■ Отрывок для чтения ■
Разговоры о распространении русского влияния на Балканы шли и в Негласном комитете, — там все было не совсем определенно: Лига Наций не исключала всеславянского царства. Насколько можно судить, именно Новосильцев был главным «реалистом» Негласного комитета. У Чарторийского, у Строганова, быть может и у царя, на первом плане стояло переустройство Европы на новых началах «народного права». Новосильцев разделял эти мысли, но ударение он, кажется, еще в Петербурге ставил не совсем там, где его ставили другие. В Лондоне же это ударение у него стало перемещаться с необычайной быстротой, — главным образом, вследствие новой ambiance.

Первый министр, по-видимому, прямо начал беседу с практических дел. Для борьбы с Наполеоном одних русских сил недостаточно; надо привлечь Австрию и Пруссию. Необходимо поэтому выяснить, какую приманку им можно дать («les appâts qui pourraient les tenter»).

■ Список заданий ■
A. Кого, согласно отрывку о Негласном комитете, можно считать главным «реалистом» этого комитета?
B. Изложите короче абзац отрывка о Негласном комитете, начинающийся словами «Первый министр, по-видимому», сохранив его основные факты.
Записи для выполнения заданий не понадобятся.

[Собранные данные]
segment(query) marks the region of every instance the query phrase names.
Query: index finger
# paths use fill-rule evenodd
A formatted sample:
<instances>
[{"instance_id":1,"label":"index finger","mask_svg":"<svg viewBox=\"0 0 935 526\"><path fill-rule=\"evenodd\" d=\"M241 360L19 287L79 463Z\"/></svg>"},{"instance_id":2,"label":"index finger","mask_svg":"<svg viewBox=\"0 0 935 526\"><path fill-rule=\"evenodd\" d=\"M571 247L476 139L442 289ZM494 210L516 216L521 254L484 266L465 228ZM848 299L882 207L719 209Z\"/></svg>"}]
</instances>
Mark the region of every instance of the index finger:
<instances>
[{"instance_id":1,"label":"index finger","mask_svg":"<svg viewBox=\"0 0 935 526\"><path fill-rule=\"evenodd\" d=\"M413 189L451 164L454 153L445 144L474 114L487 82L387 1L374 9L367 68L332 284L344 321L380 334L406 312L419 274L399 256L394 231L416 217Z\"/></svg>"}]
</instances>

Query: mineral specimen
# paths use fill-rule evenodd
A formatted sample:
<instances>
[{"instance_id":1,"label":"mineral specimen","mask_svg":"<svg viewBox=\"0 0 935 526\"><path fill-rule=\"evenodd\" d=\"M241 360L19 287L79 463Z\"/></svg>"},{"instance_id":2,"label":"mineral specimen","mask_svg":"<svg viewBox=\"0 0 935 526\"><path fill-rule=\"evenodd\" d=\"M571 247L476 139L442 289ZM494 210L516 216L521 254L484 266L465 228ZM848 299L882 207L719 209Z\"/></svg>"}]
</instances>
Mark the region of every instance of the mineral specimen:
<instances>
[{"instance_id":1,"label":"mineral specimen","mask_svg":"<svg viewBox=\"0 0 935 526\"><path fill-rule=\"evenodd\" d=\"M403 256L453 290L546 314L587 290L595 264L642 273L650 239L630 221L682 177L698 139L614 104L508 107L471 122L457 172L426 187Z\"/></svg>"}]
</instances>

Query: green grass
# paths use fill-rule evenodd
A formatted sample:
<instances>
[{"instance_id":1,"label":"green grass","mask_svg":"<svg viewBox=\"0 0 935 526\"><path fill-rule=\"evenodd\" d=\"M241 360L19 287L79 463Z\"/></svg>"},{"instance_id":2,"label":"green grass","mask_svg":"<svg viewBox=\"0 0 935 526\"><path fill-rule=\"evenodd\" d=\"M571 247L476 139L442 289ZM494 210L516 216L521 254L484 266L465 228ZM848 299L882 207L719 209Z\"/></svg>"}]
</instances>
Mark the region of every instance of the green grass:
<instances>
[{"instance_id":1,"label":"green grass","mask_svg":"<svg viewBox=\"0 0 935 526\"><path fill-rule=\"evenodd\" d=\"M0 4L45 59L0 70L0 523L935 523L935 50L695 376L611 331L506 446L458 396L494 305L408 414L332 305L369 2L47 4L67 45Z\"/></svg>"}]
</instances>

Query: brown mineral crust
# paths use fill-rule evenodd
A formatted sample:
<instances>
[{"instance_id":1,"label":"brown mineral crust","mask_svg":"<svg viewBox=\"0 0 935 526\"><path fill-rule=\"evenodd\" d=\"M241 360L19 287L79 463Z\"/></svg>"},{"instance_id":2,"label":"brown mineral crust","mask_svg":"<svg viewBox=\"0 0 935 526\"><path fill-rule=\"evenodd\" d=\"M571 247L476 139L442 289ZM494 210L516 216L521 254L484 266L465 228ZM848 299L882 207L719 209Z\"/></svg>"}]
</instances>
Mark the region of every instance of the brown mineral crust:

■ Ответы по заданиям ■
A. Новосильцева.

B. Первый министр, по-видимому, сразу заговорил о практических делах. Русских сил для борьбы с Наполеоном мало, поэтому нужно привлечь Австрию и Пруссию. Для этого следует выяснить, какую приманку им можно предложить.